SOURCE TEXT:
Start of Block
The Mail has asked both NHS England and Public Health England (PHE), the key organisations fighting the pandemic, how many patients have died after catching the virus in an NHS hospital.

PHE referred our inquiry to NHS England, which in turn referred it back to PHE. Officials of both bodies denied responsibility for collating the death figures sent in by hospital trusts. 

We have since asked 13 health trusts in England and Wales the same question using Freedom of Information requests and are awaiting their response.

Another view on this hidden crisis comes from a former environmental health officer, Dr Richard North. He was suspended from his Yorkshire posting some years ago after leaking a ‘secret’ report revealing the poor state of hygiene in NHS hospital kitchens.

Dr North, now a Leeds-based author with an interest in the NHS, published a blog this week citing a research report of Covid patients (including medical staff) across China. It showed 44 per cent had caught the disease in hospitals.

If this 44 per cent figure were applied to our UK hospital death rate, it would mean at least 10,000 acquired their fatal infection in hospitals. North said this could make the NHS the largest single cause of death in this pandemic.
End of Block
SOURCE INFORMATION:
Start of Block
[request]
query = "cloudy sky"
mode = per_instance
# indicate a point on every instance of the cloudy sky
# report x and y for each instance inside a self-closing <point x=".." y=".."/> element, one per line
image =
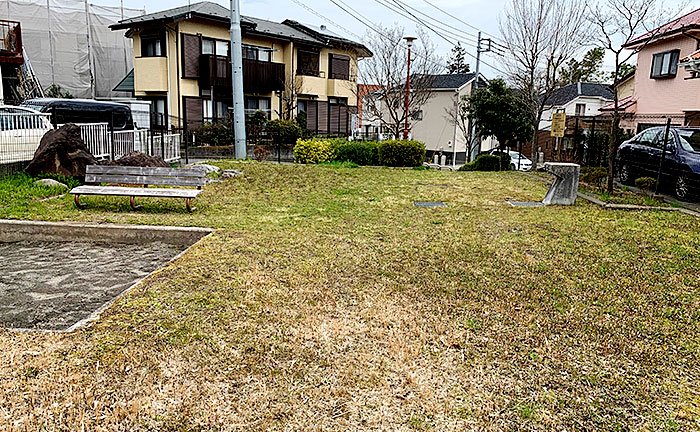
<point x="481" y="14"/>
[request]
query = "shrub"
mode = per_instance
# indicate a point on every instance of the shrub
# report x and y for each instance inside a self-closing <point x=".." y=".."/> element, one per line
<point x="397" y="153"/>
<point x="359" y="152"/>
<point x="313" y="151"/>
<point x="260" y="153"/>
<point x="645" y="183"/>
<point x="215" y="134"/>
<point x="284" y="131"/>
<point x="594" y="176"/>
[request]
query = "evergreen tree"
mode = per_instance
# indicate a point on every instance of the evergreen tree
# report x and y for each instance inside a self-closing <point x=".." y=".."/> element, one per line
<point x="457" y="64"/>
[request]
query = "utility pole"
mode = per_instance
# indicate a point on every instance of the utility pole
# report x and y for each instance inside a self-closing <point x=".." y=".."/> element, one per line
<point x="475" y="145"/>
<point x="409" y="44"/>
<point x="237" y="78"/>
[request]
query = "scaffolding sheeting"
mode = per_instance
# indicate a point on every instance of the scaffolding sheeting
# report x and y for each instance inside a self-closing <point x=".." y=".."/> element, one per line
<point x="70" y="44"/>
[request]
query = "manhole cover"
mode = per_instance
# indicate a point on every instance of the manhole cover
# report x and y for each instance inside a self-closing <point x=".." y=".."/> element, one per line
<point x="525" y="204"/>
<point x="429" y="204"/>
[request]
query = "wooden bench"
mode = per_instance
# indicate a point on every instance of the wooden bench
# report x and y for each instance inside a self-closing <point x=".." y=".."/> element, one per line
<point x="141" y="176"/>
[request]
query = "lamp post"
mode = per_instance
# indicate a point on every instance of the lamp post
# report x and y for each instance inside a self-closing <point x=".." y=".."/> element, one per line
<point x="409" y="43"/>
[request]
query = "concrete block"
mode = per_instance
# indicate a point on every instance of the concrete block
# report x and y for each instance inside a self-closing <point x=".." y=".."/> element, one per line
<point x="564" y="189"/>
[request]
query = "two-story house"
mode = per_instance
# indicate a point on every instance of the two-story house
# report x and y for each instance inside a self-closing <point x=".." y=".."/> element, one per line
<point x="662" y="89"/>
<point x="182" y="65"/>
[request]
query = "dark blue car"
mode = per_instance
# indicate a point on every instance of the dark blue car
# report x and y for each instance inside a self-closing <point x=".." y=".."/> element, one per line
<point x="641" y="156"/>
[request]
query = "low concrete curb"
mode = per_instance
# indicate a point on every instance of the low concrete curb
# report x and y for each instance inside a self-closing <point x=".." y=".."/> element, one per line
<point x="20" y="230"/>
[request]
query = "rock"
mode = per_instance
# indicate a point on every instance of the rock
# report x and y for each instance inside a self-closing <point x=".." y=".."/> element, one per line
<point x="231" y="173"/>
<point x="50" y="183"/>
<point x="61" y="151"/>
<point x="140" y="159"/>
<point x="207" y="168"/>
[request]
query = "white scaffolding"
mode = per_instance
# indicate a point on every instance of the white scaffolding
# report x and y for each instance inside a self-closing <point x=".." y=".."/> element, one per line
<point x="70" y="44"/>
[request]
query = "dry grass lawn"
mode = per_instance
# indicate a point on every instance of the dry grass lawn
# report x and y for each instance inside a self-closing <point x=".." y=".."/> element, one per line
<point x="327" y="301"/>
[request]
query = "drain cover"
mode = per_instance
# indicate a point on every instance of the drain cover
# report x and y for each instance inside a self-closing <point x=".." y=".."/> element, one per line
<point x="525" y="204"/>
<point x="429" y="204"/>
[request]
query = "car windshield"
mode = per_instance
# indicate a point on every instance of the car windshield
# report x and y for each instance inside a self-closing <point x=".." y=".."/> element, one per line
<point x="690" y="140"/>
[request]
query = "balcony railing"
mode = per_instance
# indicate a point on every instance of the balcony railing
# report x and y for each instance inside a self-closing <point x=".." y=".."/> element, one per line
<point x="258" y="76"/>
<point x="10" y="41"/>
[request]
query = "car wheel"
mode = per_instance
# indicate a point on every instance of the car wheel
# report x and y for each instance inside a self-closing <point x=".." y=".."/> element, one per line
<point x="626" y="176"/>
<point x="683" y="187"/>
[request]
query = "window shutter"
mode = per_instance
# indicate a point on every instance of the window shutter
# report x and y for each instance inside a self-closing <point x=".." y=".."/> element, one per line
End of Block
TASKS AND EXERCISES:
A: Answer these from the article on hospital-acquired Covid deaths:
(i) To which organization did Public Health England refer the Mail's inquiry?
(ii) How many health trusts in England and Wales were sent Freedom of Information requests?
(iii) What share of Covid patients in the Chinese research report caught the disease in hospitals?
B: Extend the article on hospital-acquired Covid deaths, picking up right after its final sentence.
The entries have no connection to the article on hospital-acquired Covid deaths.

ANSWERS PER TASK:
A:
(i) NHS England
(ii) 13
(iii) 44 per cent

B:
It may seem inflammatory stuff. After all, North is only making assumptions, and it should also be said that some people have doubts about elements of the coronavirus research emanating from China.

But those families who have lost loved ones after catching Covid-19 in hospital might be inclined to agree with him.

There was 57-year-old Terry Murphy from Barry in South Wales, for example, who was diagnosed with bowel cancer in September 2019. She had an operation on March 19 this year at Cardiff’s University Hospital of Wales, but passed away five weeks later after testing positive for Covid-19.

Her son Jonathan, 28, said: ‘Mum had tests during the first three weeks she was in hospital, which came back negative. Then, in mid-April, she tested positive.

‘She caught Covid-19 from the hospital. We had been begging the doctors to let her home. She was in a room with other patients when she phoned home and said she had caught it.’

A similarly sad story is told by the family of the late comedian Eddie Large, who died at 78 after contracting Covid-19 in Bristol’s Southmead Hospital.

His son Ryan McGinnis explained: ‘He had been suffering with heart failure and, unfortunately, whilst in hospital, contracted the corona-virus, which his heart was sadly not strong enough to fight.’

Another to be snuffed out by the virus in hospital was 87-year-old Russell Wolton, who was admitted for bronchitis and diabetes treatment earlier this spring.

His wife Audrey said that Russell had contracted the virus three weeks after he was admitted to an ordinary ward in the West Midlands.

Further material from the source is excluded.